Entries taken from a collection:
※ ※ ※
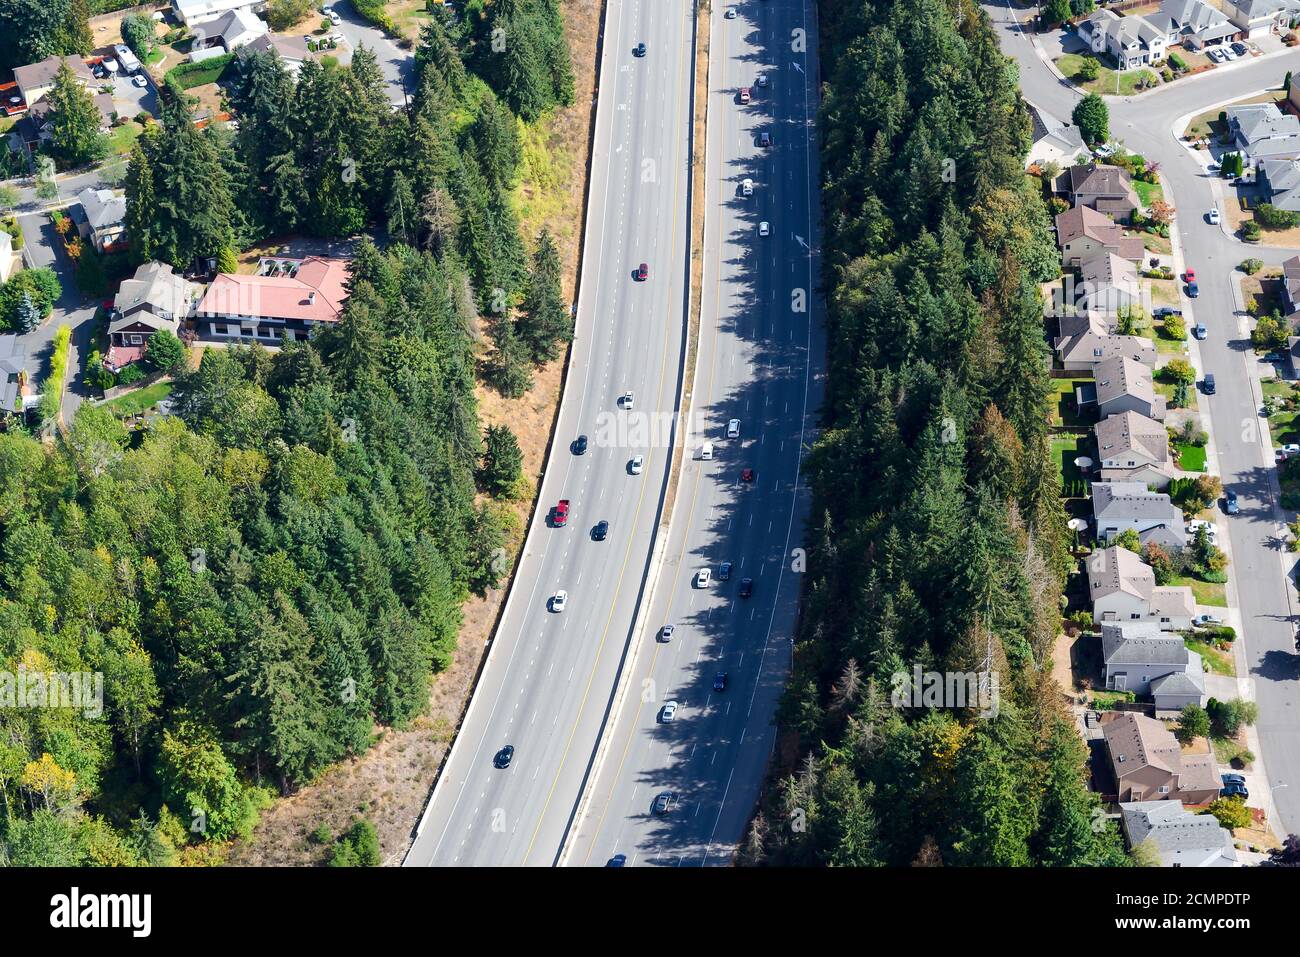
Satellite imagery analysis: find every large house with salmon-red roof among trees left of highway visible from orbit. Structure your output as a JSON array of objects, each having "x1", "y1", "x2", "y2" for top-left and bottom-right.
[{"x1": 195, "y1": 256, "x2": 347, "y2": 345}]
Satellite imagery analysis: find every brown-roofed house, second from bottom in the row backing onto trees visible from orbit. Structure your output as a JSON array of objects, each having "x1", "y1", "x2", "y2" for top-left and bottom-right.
[{"x1": 1101, "y1": 711, "x2": 1219, "y2": 806}]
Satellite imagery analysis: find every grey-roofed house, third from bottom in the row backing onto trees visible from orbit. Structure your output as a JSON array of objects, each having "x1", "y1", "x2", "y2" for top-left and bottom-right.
[{"x1": 1101, "y1": 622, "x2": 1206, "y2": 711}]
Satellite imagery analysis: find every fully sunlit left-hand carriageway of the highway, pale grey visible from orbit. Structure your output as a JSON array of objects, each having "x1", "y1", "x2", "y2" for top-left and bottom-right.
[{"x1": 404, "y1": 0, "x2": 694, "y2": 866}]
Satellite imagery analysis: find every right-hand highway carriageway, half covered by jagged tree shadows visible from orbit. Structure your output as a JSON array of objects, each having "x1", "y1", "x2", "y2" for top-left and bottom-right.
[{"x1": 563, "y1": 0, "x2": 826, "y2": 866}]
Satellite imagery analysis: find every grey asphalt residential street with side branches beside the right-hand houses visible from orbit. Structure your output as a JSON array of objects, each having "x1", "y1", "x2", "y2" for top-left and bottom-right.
[{"x1": 985, "y1": 3, "x2": 1300, "y2": 832}]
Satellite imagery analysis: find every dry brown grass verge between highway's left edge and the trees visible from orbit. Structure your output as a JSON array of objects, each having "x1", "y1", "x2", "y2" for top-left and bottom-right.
[{"x1": 228, "y1": 0, "x2": 605, "y2": 866}]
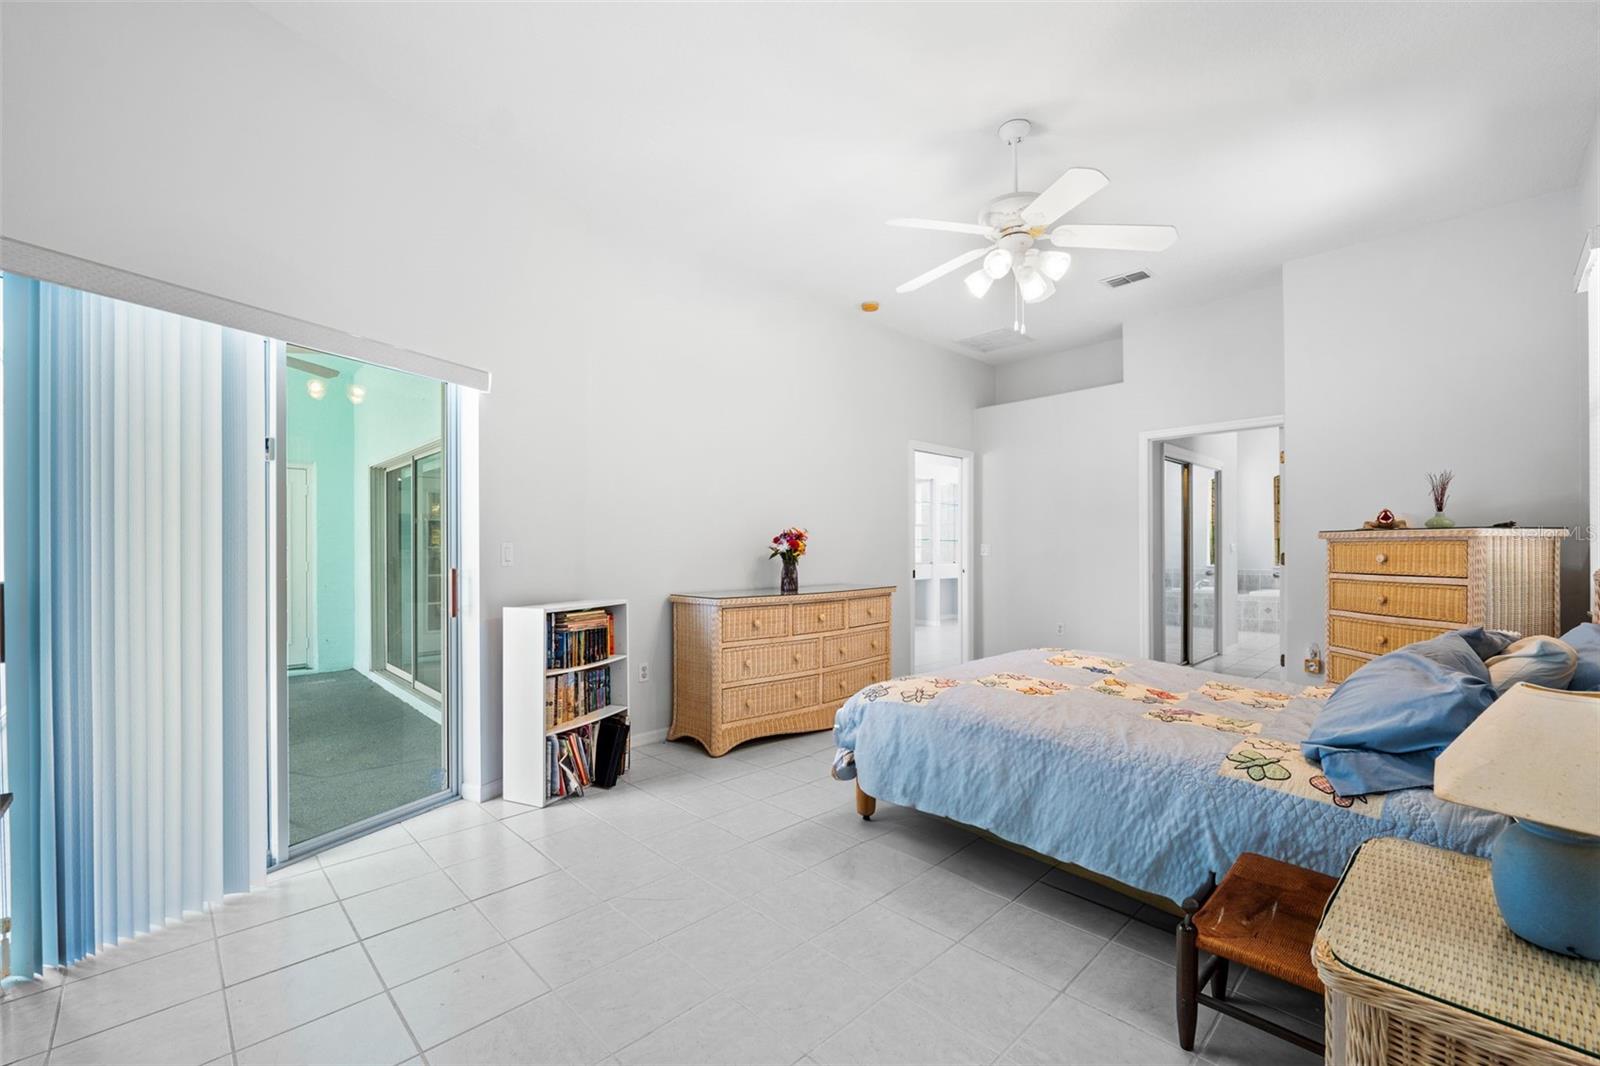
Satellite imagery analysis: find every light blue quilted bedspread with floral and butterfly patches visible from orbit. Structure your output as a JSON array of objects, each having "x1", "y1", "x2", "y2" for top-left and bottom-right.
[{"x1": 834, "y1": 648, "x2": 1506, "y2": 901}]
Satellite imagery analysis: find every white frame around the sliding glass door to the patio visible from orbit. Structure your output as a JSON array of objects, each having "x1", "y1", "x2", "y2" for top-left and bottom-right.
[{"x1": 266, "y1": 361, "x2": 464, "y2": 871}]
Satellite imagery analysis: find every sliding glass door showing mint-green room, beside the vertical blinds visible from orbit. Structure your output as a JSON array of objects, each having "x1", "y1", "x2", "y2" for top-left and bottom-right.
[{"x1": 272, "y1": 347, "x2": 458, "y2": 861}]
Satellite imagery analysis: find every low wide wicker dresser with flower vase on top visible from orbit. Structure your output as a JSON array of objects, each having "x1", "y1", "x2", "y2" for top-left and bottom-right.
[{"x1": 667, "y1": 584, "x2": 894, "y2": 755}]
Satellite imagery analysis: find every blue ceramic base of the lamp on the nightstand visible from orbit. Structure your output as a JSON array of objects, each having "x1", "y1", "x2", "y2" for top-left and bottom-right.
[{"x1": 1491, "y1": 821, "x2": 1600, "y2": 959}]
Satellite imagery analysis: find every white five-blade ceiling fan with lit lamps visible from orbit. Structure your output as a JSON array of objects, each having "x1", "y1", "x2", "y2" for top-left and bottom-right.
[{"x1": 890, "y1": 118, "x2": 1178, "y2": 333}]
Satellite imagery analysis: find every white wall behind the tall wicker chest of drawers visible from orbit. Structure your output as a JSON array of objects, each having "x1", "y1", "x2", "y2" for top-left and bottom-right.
[{"x1": 1283, "y1": 185, "x2": 1587, "y2": 674}]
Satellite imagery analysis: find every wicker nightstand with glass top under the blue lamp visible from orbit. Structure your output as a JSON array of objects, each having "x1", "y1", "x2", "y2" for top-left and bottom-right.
[{"x1": 1312, "y1": 837, "x2": 1600, "y2": 1066}]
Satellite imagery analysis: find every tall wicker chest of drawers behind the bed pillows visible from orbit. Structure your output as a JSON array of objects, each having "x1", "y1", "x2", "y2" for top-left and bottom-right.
[{"x1": 1318, "y1": 527, "x2": 1566, "y2": 682}]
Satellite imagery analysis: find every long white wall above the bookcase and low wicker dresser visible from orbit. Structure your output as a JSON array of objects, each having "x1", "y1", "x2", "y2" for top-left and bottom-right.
[{"x1": 0, "y1": 5, "x2": 994, "y2": 797}]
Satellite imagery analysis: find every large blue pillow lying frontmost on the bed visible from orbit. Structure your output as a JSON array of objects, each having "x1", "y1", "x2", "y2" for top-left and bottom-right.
[{"x1": 1301, "y1": 631, "x2": 1494, "y2": 795}]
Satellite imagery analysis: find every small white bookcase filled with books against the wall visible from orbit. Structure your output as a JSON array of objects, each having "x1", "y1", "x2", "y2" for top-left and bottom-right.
[{"x1": 501, "y1": 600, "x2": 629, "y2": 807}]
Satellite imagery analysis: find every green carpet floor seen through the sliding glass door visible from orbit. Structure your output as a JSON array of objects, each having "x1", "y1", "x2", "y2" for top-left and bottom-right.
[{"x1": 290, "y1": 671, "x2": 445, "y2": 844}]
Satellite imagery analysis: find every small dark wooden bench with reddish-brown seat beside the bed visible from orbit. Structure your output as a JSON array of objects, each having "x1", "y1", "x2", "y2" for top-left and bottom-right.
[{"x1": 1178, "y1": 852, "x2": 1338, "y2": 1055}]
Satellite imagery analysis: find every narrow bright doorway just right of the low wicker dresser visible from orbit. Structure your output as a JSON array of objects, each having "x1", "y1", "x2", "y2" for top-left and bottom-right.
※ ※ ※
#### [Problem statement]
Above are the records; give them all again exactly, apart from the pictures.

#### [Task solution]
Satellite imagery analysis: find every large house with salmon-red roof among trees left of highway visible from orbit. Structure your output as a JSON array of objects, each having "x1", "y1", "x2", "y2" for top-left and bottom-right.
[{"x1": 195, "y1": 256, "x2": 347, "y2": 345}]
Satellite imagery analysis: find every brown-roofed house, second from bottom in the row backing onto trees visible from orbit. Structure your output as a JSON array of objects, each having "x1", "y1", "x2", "y2" for top-left and bottom-right.
[{"x1": 1101, "y1": 711, "x2": 1219, "y2": 806}]
Satellite imagery analysis: find every grey-roofed house, third from bottom in the row backing onto trees visible from orbit. Structure your output as a JSON array of objects, each having "x1", "y1", "x2", "y2" for top-left and bottom-right.
[{"x1": 1101, "y1": 622, "x2": 1206, "y2": 711}]
Satellite imagery analysis: find every fully sunlit left-hand carriageway of the highway, pale grey visible from orbit. Structure your output as a JSON array of objects, each having "x1", "y1", "x2", "y2" for top-left and bottom-right.
[{"x1": 404, "y1": 0, "x2": 694, "y2": 866}]
Satellite imagery analysis: find every right-hand highway carriageway, half covered by jagged tree shadows visible from orbit. Structure your output as a JSON array of objects, each having "x1", "y1", "x2", "y2" for top-left and bottom-right.
[{"x1": 563, "y1": 0, "x2": 826, "y2": 866}]
Satellite imagery analysis: find every grey asphalt residential street with side branches beside the right-hand houses visible from orbit. Structure your output as a JSON array of objects, each having "x1", "y1", "x2", "y2" for top-left and bottom-right.
[{"x1": 985, "y1": 3, "x2": 1300, "y2": 832}]
Satellite imagery analysis: find every dry brown grass verge between highway's left edge and the trees visible from orbit. Structure your output as a JSON array of objects, each having "x1", "y1", "x2", "y2" for top-left and bottom-right.
[{"x1": 228, "y1": 0, "x2": 605, "y2": 866}]
Satellite imagery analysis: find every light blue quilted bedspread with floral and butterfly patches visible from orbit. Structure your output as a JSON array of objects, each having "x1", "y1", "x2", "y2" for top-left and bottom-right.
[{"x1": 834, "y1": 648, "x2": 1506, "y2": 901}]
Satellite imagery analysis: find every white frame around the sliding glass door to the patio visible from orbit. Structure your output as a JSON array of objects, each having "x1", "y1", "x2", "y2" for top-left and bottom-right.
[{"x1": 266, "y1": 361, "x2": 464, "y2": 871}]
Satellite imagery analysis: find every sliding glass door showing mint-green room, beside the vertical blinds visible from orbit. Structure your output as a JSON array of objects, each having "x1", "y1", "x2", "y2" for top-left and bottom-right.
[{"x1": 272, "y1": 347, "x2": 458, "y2": 861}]
Satellite imagery analysis: find every low wide wicker dresser with flower vase on top visible from orbit. Structure your output as a JSON array of objects, each having "x1", "y1", "x2", "y2" for top-left and bottom-right.
[{"x1": 667, "y1": 584, "x2": 894, "y2": 755}]
Satellite imagery analysis: find every blue ceramic base of the lamp on the nightstand visible from orbit. Structure your output as a JSON array of objects, each having "x1", "y1", "x2", "y2" for top-left and bottom-right.
[{"x1": 1491, "y1": 821, "x2": 1600, "y2": 959}]
Satellite imagery analysis: find every white five-blade ceiling fan with lit lamps visible from orbit. Structure your output as a JSON array of objects, each having "x1", "y1", "x2", "y2" for top-left and bottom-right.
[{"x1": 890, "y1": 118, "x2": 1178, "y2": 333}]
Satellite imagery analysis: find every white wall behind the tall wicker chest of drawers visible from orbit. Structure your output as a JSON array of objects, each having "x1", "y1", "x2", "y2" for top-left and bottom-right.
[{"x1": 1283, "y1": 185, "x2": 1587, "y2": 674}]
Satellite imagery analysis: find every wicker nightstand with glass top under the blue lamp visible from orbit. Structure your output as a JSON array of objects, each having "x1", "y1", "x2", "y2" for top-left and bottom-right.
[{"x1": 1312, "y1": 837, "x2": 1600, "y2": 1066}]
Satellite imagery analysis: find every tall wicker chest of drawers behind the bed pillows visible from orbit. Structure your output as a JSON array of objects, each having "x1", "y1", "x2", "y2" for top-left and bottom-right.
[{"x1": 1318, "y1": 527, "x2": 1566, "y2": 682}]
Satellite imagery analysis: find every long white wall above the bookcase and low wicker dresser visible from orbit. Structure your output as a JSON array of objects, each having "x1", "y1", "x2", "y2" for top-left and bottom-right.
[{"x1": 0, "y1": 5, "x2": 994, "y2": 797}]
Satellite imagery analysis: find every large blue pillow lying frontmost on the bed visible from orbit. Structure your output as a JSON array of objects, each having "x1", "y1", "x2", "y2" for top-left and bottom-right.
[{"x1": 1301, "y1": 631, "x2": 1494, "y2": 795}]
Satellite imagery analysis: find every small white bookcase filled with books against the wall visible from orbit. Structure your output as a JSON array of objects, each having "x1", "y1", "x2", "y2" for top-left and bottom-right.
[{"x1": 501, "y1": 600, "x2": 629, "y2": 807}]
Satellite imagery analysis: find every green carpet floor seen through the sliding glass door visible from orbit. Structure your output as a JSON array of objects, each having "x1", "y1", "x2", "y2" for top-left and bottom-right.
[{"x1": 290, "y1": 671, "x2": 445, "y2": 844}]
Satellite imagery analysis: find every small dark wooden bench with reddish-brown seat beside the bed visible from orbit. Structure your output as a JSON array of objects, each having "x1", "y1", "x2", "y2" for top-left and bottom-right.
[{"x1": 1178, "y1": 852, "x2": 1338, "y2": 1055}]
Satellite imagery analysis: find every narrow bright doorway just right of the low wicker dresser visible from orbit. Structure your output as a JSON array of objects, each having "x1", "y1", "x2", "y2" for top-left and bottom-right.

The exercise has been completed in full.